Task ▸
Extract every line of the entries below without changing a word, and leave the pictures out of your answer.

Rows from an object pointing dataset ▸
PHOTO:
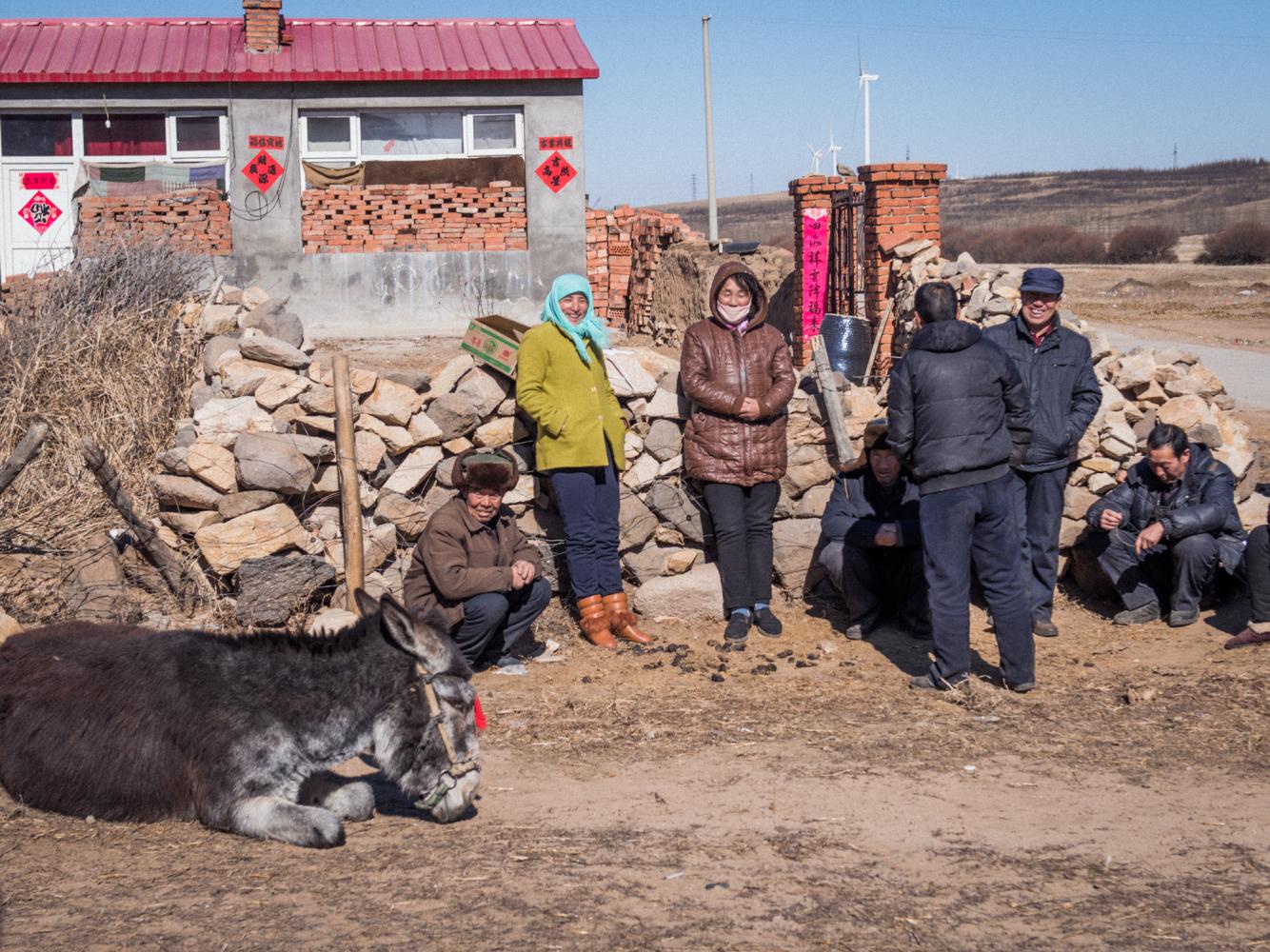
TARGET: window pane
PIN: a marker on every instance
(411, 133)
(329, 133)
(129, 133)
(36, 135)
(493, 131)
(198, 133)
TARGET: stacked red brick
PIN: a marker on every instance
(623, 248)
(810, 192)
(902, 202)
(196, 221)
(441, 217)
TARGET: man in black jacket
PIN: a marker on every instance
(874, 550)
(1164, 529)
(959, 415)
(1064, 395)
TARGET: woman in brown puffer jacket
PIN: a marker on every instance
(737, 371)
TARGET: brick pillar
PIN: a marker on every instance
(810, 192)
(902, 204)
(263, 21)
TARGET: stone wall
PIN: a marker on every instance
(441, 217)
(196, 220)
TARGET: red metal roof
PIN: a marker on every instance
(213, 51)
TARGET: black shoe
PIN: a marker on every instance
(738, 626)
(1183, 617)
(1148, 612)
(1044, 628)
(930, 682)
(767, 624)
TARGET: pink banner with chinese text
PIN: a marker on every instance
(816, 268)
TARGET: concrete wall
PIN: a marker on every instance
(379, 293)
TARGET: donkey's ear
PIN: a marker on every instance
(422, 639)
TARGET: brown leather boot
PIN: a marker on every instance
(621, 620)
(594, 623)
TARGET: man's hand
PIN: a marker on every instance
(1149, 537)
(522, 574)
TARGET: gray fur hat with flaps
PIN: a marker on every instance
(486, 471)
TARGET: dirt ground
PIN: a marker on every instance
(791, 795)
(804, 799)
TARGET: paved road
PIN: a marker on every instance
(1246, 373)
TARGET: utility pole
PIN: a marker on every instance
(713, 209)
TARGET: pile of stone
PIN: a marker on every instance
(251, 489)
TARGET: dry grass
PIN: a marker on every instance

Final result ▸
PHOTO:
TARGET: window pane
PIN: a marker on every instance
(411, 133)
(329, 133)
(129, 133)
(36, 135)
(493, 131)
(198, 133)
TARGET: stacked red brick
PIN: a marker on every instance
(623, 248)
(810, 192)
(902, 202)
(196, 221)
(441, 217)
TARGET: man in black jacket
PIN: a marker on every instance
(874, 550)
(1164, 529)
(959, 415)
(1064, 395)
TARGET: woman in brown puffer jacket
PIN: a marker on every instance
(737, 371)
TARGET: brick pillar
PIN: a marker on every instance
(810, 192)
(902, 204)
(263, 21)
TARGET: stone wall
PIN: a marker on every instance
(441, 217)
(196, 220)
TARGET: red metal roof
PIN: a marker on every instance
(213, 51)
TARGET: black shoe
PIN: a marker on every instance
(738, 626)
(1183, 617)
(1148, 612)
(1044, 628)
(930, 682)
(767, 624)
TARGET: pink banner with chinese text
PIN: a marker on every instance
(816, 268)
TARGET: concrete wall
PIN: a marker on every instance
(379, 293)
TARGET: donkey's ear
PIN: a marker on every instance
(422, 639)
TARGET: brown leather boot
PIN: a marker on every instance
(621, 620)
(594, 623)
TARGET: man's hand
PIN: a marker on every instance
(1149, 537)
(522, 574)
TARGET: gray fur hat with flaps
PIN: a marker on every instance
(486, 471)
TARGET: dirt ground
PIN: a marker on every instance
(791, 795)
(804, 799)
TARGET: paved road
PIN: a marker on every instance
(1246, 373)
TARGET: utility pole
PIN: a marker on every instance
(713, 209)
TARGET: pile of stone
PIN: a marker on every instance
(251, 489)
TARGET: dry grass
PIN: a marker on every instance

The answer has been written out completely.